(Beginning of LISTED ENTRIES)
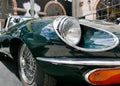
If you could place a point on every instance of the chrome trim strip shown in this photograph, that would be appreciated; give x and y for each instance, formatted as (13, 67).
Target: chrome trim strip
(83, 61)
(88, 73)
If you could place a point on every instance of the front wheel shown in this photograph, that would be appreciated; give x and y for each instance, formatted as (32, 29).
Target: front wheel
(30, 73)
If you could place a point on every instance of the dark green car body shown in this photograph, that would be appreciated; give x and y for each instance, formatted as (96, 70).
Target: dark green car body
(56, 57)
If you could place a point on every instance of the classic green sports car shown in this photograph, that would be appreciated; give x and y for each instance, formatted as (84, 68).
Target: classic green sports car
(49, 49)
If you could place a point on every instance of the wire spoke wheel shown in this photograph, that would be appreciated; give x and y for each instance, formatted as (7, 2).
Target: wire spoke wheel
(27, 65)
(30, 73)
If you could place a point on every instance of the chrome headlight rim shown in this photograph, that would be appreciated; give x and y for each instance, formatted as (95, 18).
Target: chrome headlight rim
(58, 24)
(End of LISTED ENTRIES)
(Beginning of LISTED ENTRIES)
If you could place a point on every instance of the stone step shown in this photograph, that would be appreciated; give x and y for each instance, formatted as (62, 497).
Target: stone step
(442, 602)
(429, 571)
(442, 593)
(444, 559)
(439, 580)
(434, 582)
(End of LISTED ENTRIES)
EXERCISE DIRECTIONS: If a line above includes the string "give", pick it out.

RESPONSE:
If you could place a point on every instance of the chrome trim strip shown in this photograph, that would be appreciated; give x and y for each instance, formatted as (13, 67).
If you could place a point on every instance of the front wheel shown in this photograph, that would be appreciated; give x and y for each instance, formatted as (32, 29).
If you could place a point on every instance of the dark green car body shown in this photograph, that would be appreciated; give x and y for each instance, formatted as (96, 70).
If you could place a point on every instance of the classic green sports car shown in this photograph, that would be appreciated; give x and y for each instance, formatted as (84, 68).
If you could place a point on every instance of the wire spoke wheel shown in this photograph, that would be appreciated; give x and y for each instance, formatted as (7, 2).
If you could place a point on every instance of the chrome headlight rim shown in this photograph, that would be appreciated; give x and y for each instance, formatted as (95, 18).
If you could place a point on every instance of the stone step shown in this photograph, that would be appreciated; give x and y for each instance, formatted as (62, 497).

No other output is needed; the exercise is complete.